Check your understanding —
A. Answer the following from the text on independent travel training:
(i) What age range must children and young people fall within to access the training?
(ii) Who can benefit from a long-term reduction in care responsibilities?
(iii) What kind of travel trainer support does the programme include?
B. Carry on the text on independent travel training from the point at which it ends.

Document text —

Segment Open

What is independent travel training?
Travel training gives disabled, disadvantaged and vulnerable people the skills and confidence they need to travel independently to schools and colleges.
The programme includes:
- one-to-one personalised travel trainer support
- increased confidence and self-esteem
- journey planning
- road and personal safety skills
- time management
- problem solving in unexpected situations
- emergency strategies.
These skills can help people access further training, employment and locations that they were previously unable to independently.
Because of the independence young people will get from the training, their parents and carers can benefit from a long-term reduction in care responsibilities. This will help them participate more in employment, education and leisure activities.
Who can access independent travel training
Independent travel training is for children and young people who:
- are aged 10–25
- have an education, health and care plan (EHCP)
- get, or are eligible for, travel assistance to access their school or college.

Segment Closed

Supplied information —
Segment Open

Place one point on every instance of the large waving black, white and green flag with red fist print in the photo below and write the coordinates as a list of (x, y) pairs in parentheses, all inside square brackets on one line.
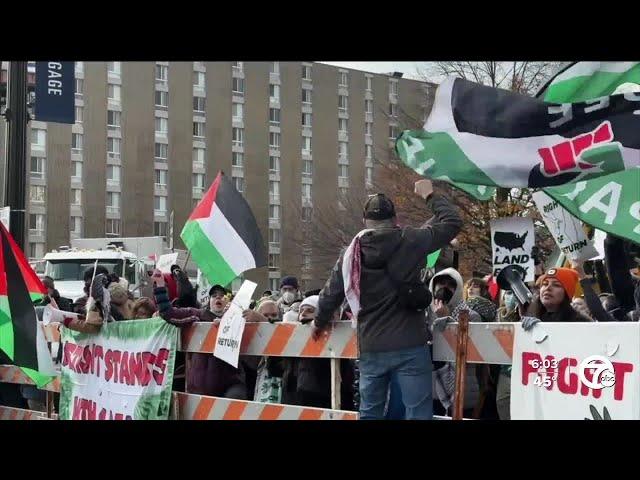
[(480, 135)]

Segment Closed
Segment Open

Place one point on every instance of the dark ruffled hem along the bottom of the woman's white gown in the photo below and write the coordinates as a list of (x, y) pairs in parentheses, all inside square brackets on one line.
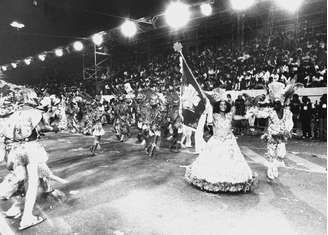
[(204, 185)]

Segment Closed
Segment Open

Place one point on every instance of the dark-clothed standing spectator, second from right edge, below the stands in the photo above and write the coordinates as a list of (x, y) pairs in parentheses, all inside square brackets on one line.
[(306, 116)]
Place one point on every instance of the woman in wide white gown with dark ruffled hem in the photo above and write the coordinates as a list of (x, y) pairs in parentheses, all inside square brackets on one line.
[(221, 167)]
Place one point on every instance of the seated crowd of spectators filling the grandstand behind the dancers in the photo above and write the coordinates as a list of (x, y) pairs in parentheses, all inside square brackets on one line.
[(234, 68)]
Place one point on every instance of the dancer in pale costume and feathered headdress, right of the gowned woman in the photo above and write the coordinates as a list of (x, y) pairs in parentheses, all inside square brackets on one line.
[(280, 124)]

Segment Closed

Answers given —
A.
(i) 10–25
(ii) Parents and carers of the young people who take the training
(iii) One-to-one personalised travel trainer support

B.
How the training is delivered
A travel trainer gives the training on a one-to-one basis. The trainer will support the young person through the different stages of training:
- Initial road safety and personal safety training
- Initial training to the student’s bus stop or train station
- Training from home to school or college
- Shadowing the journey
- Final review/assessment and sign-off
Parents and carers will be involved from the outset. The travel trainer will meet them to:
- explain how the programme works
- make sure the training is tailored to meet the student’s needs
- answer any questions.
Throughout the training, there will be regular reviews and assessments of the young person’s progress, which will be shared with the family.
The trainer will provide a timetable for the training sessions, which will be constructed around the learner’s school start and finish times.
If the school timetable changes (because of a visit or exams, for example) the travel training will be rescheduled. Group travel awareness sessions are arranged with the schools concerned.
Is travel training the right thing for all learners?
All learners referred for independent travel training will be assessed by the programme leader or a travel trainer.
Travel training attempts to identify the best option for the learner. Travel training might not be appropriate if there are no viable public transport options available in the learner’s area or the proposed route is too challenging for the particular learner at that time.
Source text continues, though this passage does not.